===== Exercise data
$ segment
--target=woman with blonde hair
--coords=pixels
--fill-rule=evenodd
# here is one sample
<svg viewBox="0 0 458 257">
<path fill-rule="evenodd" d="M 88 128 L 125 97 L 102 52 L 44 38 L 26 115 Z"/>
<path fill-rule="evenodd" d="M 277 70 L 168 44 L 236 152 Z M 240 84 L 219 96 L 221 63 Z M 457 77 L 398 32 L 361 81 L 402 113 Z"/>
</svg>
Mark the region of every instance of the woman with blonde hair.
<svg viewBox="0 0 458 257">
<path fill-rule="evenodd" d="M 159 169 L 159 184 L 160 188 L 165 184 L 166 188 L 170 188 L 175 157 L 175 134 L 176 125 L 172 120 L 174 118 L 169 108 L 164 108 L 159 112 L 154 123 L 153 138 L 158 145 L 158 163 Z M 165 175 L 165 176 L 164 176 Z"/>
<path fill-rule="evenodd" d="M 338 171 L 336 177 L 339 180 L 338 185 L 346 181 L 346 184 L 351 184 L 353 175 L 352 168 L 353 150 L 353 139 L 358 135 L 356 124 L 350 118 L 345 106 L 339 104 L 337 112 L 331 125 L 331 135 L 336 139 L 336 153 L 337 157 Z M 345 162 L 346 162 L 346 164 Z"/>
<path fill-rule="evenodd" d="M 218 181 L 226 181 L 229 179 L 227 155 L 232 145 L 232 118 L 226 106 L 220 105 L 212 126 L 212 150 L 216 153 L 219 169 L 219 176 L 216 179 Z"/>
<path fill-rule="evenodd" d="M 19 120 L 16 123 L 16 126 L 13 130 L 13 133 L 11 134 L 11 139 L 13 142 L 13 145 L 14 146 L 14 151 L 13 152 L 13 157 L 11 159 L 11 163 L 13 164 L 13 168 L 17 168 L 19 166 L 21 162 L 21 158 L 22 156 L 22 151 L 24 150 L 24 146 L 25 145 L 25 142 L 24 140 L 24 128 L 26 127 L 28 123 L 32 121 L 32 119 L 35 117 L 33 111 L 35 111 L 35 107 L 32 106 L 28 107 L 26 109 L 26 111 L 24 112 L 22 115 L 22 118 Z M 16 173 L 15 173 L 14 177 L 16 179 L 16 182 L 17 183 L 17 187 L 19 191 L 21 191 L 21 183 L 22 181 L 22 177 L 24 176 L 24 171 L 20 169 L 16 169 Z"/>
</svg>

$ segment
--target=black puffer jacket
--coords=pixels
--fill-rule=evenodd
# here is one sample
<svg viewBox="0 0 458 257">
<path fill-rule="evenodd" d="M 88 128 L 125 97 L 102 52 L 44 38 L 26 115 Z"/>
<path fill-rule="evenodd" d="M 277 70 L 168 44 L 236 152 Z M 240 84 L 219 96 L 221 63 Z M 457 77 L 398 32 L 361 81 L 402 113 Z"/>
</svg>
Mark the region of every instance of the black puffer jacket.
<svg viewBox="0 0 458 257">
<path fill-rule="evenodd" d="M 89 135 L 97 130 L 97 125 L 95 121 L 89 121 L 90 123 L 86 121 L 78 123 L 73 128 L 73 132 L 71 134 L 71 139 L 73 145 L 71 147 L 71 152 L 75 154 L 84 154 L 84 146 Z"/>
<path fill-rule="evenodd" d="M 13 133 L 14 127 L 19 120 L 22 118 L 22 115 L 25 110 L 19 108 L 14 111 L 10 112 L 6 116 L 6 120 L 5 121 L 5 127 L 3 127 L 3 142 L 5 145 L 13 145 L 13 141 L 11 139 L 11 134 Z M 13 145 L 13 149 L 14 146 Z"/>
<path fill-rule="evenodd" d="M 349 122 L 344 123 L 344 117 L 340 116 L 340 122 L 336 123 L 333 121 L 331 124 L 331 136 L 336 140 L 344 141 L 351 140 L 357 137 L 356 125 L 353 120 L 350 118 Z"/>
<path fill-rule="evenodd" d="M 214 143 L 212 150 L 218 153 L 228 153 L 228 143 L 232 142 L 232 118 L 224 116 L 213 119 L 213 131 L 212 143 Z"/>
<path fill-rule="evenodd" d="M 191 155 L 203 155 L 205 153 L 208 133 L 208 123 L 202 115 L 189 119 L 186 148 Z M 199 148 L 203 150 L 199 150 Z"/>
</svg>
==========
===== Exercise data
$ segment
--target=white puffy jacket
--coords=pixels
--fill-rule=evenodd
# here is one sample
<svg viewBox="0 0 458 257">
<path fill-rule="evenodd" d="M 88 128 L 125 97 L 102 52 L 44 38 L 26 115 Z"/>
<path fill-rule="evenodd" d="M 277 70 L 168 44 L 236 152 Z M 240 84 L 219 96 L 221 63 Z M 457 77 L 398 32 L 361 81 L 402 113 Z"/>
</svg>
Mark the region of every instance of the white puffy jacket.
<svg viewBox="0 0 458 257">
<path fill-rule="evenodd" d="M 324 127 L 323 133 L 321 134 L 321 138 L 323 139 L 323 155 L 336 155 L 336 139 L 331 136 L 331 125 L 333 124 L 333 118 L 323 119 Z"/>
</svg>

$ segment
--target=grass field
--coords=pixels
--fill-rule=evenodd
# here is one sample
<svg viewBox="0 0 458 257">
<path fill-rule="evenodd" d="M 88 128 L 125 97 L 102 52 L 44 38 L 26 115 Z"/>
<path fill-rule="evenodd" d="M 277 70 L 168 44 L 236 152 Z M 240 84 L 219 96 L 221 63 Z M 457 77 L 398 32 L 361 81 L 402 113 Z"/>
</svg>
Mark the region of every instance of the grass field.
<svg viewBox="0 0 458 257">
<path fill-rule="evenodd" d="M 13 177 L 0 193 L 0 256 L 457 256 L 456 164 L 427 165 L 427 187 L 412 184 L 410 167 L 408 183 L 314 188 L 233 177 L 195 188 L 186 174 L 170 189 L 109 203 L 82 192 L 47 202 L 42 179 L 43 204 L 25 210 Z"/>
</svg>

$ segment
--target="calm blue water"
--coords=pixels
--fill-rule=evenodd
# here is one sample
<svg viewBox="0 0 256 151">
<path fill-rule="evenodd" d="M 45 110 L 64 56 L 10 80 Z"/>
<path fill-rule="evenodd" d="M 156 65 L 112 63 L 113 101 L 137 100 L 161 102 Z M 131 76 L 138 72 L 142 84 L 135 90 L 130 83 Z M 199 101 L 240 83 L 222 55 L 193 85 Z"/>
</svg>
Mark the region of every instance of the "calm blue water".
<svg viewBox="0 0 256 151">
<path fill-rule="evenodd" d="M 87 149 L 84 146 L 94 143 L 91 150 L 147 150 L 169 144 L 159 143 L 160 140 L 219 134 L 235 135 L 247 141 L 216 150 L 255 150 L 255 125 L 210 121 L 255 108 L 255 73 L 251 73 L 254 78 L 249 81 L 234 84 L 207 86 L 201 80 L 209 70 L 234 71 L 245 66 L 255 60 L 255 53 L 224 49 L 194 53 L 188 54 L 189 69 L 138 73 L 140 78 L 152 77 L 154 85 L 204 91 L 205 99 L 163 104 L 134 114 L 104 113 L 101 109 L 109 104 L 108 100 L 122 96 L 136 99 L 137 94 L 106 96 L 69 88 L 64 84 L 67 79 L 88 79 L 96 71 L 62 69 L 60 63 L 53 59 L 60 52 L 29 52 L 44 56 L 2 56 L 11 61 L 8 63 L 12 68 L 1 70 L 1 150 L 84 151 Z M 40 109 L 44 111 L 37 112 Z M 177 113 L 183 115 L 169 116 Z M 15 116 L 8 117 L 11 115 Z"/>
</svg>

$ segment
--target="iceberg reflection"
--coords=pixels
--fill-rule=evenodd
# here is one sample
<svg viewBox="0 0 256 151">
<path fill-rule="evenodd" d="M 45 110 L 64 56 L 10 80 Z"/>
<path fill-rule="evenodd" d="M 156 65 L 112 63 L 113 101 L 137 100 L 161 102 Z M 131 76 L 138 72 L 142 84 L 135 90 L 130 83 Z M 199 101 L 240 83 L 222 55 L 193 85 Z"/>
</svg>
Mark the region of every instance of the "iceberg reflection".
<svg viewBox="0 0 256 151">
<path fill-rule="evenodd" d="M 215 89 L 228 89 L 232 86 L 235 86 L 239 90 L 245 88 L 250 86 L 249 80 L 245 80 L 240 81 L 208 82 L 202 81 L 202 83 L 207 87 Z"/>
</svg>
==========
(Exercise description) Show each line of the material that contains the word "region".

(Task result)
Mark the region of every instance of the woman with blonde hair.
Mark the region of every instance of the black puffer jacket.
Mark the region of every instance of the white puffy jacket.
Mark the region of every instance of the grass field.
Mark the region of every instance of the "calm blue water".
Mark the region of every instance of the "iceberg reflection".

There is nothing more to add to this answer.